[Begin EXCERPT]

Page 1 of 1

Schemas for flat files and datasets

Posted: Thu May 31, 2018 1:45 pm
by hobocamp
My searching for this hasn't turned up any results, but figured I'd put the question to the experts.

Is there a method for performing a mass extract of the file and dataset schemas within a DS project? I know that for a particular instance, the columns could be saved as a table definition and then exported.

But in light of GDPR requirements, there is a request to be able to look at these definitions en masse, in order to locate any sensitive data (SSN, Bank info, etc.) being captured and stored.

Thanks in advance for any advice.

Tom Smith

Posted: Thu May 31, 2018 11:18 pm
by ray.wurlod
None of which I'm aware.

Are the files guaranteed to have column headers? Does it violate any rules to inspect the data to guess the data types?
In a perfect world it would be possible to use the Connector Import Wizard in DataStage Designer, specifying the File Connector but, alas, it's not.

[End EXCERPT]

-- PROBLEMS --
#1 According to the forum thread on file and dataset schemas, which requirements prompted the request to review the definitions en masse?
#2 Reproduce the passage of the forum thread between "Page 1 of 1" and "captured and stored.", inclusive.

[Begin DATA]

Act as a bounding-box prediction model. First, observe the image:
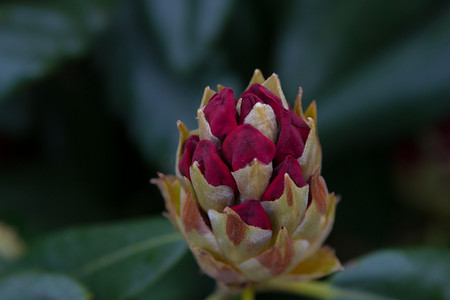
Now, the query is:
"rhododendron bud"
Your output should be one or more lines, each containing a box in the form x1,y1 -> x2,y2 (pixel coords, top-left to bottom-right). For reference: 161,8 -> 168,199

[End DATA]

-- TASK-BY-TASK ANSWERS --
#1 GDPR requirements.

#2
Page 1 of 1

Schemas for flat files and datasets

Posted: Thu May 31, 2018 1:45 pm
by hobocamp
My searching for this hasn't turned up any results, but figured I'd put the question to the experts.

Is there a method for performing a mass extract of the file and dataset schemas within a DS project? I know that for a particular instance, the columns could be saved as a table definition and then exported.

But in light of GDPR requirements, there is a request to be able to look at these definitions en masse, in order to locate any sensitive data (SSN, Bank info, etc.) being captured and stored.